▶ [ARTICLE]

And it happened. Discredited by the Brazilian intelligentsia, covered for less than 20 seconds on free television, the inarticulate candidate of a tiny political party who’d spent 30 years as a mediocre federal congressman, retired Army Captain Jair Messias (Messiah, his true name) Bolsonaro—a racist supporter of torture, rape, and a wide range of moralist proposals—was elected on October 29th the President of Brazil. He is legitimized by more than 55 million votes to govern for four years beginning January 1, 2019.
One of Bolsonaro´s first decisions was to make judge Sergio Moro the future Minister of Justice, with unprecedented superpowers to fight corruption. Moro was responsible for Operation Car Wash, the four-year anti-corruption operation that put former president Lula da Silva, the candidate favored until last September to win the election, in jail.
Bolsonaro is extremely controversial but doesn´t seem to care. He openly advocates for a return to the military dictatorship of 1964, added to his ideology the fascist slogan “Brazil above all, God above everyone,” and admires Donald Trump. In a video posted by The Intercept Brazil, he even saluted the US flag during an event in Deerfield Beach, Florida at the end of 2017.

▶ [RECORD EXTRACTS]
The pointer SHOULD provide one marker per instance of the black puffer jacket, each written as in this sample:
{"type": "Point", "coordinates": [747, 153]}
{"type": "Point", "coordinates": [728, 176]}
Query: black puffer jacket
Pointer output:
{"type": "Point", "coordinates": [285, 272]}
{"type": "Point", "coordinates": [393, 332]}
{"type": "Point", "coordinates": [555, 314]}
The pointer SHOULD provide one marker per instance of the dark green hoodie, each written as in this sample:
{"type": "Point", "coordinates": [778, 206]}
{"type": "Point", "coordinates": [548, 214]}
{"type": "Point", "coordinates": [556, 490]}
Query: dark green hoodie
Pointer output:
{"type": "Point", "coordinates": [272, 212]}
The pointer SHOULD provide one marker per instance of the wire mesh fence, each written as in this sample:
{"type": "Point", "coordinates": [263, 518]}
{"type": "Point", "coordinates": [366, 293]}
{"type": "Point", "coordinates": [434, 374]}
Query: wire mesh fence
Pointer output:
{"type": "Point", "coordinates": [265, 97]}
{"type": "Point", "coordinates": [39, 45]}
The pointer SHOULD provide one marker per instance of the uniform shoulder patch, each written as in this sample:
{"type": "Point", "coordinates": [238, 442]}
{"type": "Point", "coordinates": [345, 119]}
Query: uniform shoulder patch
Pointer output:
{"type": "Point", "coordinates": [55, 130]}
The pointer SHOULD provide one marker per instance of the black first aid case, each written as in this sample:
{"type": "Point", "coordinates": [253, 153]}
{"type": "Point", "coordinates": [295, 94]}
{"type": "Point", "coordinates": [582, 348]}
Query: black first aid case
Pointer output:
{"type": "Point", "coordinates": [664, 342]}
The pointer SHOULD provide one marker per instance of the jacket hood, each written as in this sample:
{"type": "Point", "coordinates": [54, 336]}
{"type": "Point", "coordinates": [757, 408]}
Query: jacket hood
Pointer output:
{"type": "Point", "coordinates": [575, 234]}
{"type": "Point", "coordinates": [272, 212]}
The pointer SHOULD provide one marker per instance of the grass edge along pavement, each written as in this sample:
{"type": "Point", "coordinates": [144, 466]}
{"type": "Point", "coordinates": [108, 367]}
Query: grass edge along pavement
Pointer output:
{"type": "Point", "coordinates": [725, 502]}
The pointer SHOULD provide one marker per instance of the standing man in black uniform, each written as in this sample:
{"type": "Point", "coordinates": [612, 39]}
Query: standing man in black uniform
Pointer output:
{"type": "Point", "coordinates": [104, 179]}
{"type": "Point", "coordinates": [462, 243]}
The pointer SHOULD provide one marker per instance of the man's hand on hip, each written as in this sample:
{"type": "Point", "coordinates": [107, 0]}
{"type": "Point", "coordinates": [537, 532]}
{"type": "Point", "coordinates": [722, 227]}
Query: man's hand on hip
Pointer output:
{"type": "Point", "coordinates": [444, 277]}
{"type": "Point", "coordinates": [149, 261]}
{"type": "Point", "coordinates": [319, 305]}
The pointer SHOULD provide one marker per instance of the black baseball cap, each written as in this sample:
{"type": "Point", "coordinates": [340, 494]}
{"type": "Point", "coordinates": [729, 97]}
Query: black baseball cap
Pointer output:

▶ [REQUESTS]
1. In the article on Bolsonaro's election, whom did Bolsonaro pick to be the future Minister of Justice?
2. From the article on Bolsonaro's election, print the part that opens with the words containing "One of Bolsonaro´s" and closes with "election, in jail.".
3. Carry on the article on Bolsonaro's election, starting after its final sentence.

▶ [EXPECTED OUTPUTS]
1. Judge Sergio Moro

2.
One of Bolsonaro´s first decisions was to make judge Sergio Moro the future Minister of Justice, with unprecedented superpowers to fight corruption. Moro was responsible for Operation Car Wash, the four-year anti-corruption operation that put former president Lula da Silva, the candidate favored until last September to win the election, in jail.

3.
By the way, the Trump way of life seems to be a great influence in the Bolsonaro clan’s thinking—his sons were also elected to the national Congress. In August, one of them, Eduardo, elected senator for the State of Rio de Janeiro, received support and tips in New York from Steve Bannon.
Some weeks later, this meeting started to make sense.
After the meeting between the son of Bolsonaro and Bannon, a seemingly endless series of WhatsApp messages began to be sent simultaneously to tens of millions of voters.
In general, these consisted of rough lies about the left candidate, the economics professor Fernando Haddad of the Workers’ Party. Just as in the election of Trump and Brexit, the underworld of the algorithms hit at the hearts of voters. They abandoned conventional means of communication and consolidated Bolsonaro’s victory.
No one knows what the result of the violent, Cold War style ideology that Bolsonaro is already putting into practice will be.
Like tens of millions of Brazilians who did not vote for Bolsonaro, I’m apprehensive. His polarizing strategy of continuously raising controversial themes hides a retrograde, deeply neoliberal economic agenda that promises to end the few rights that the Brazilian Welfare State has achieved.
Nobody knows where Brazil is going.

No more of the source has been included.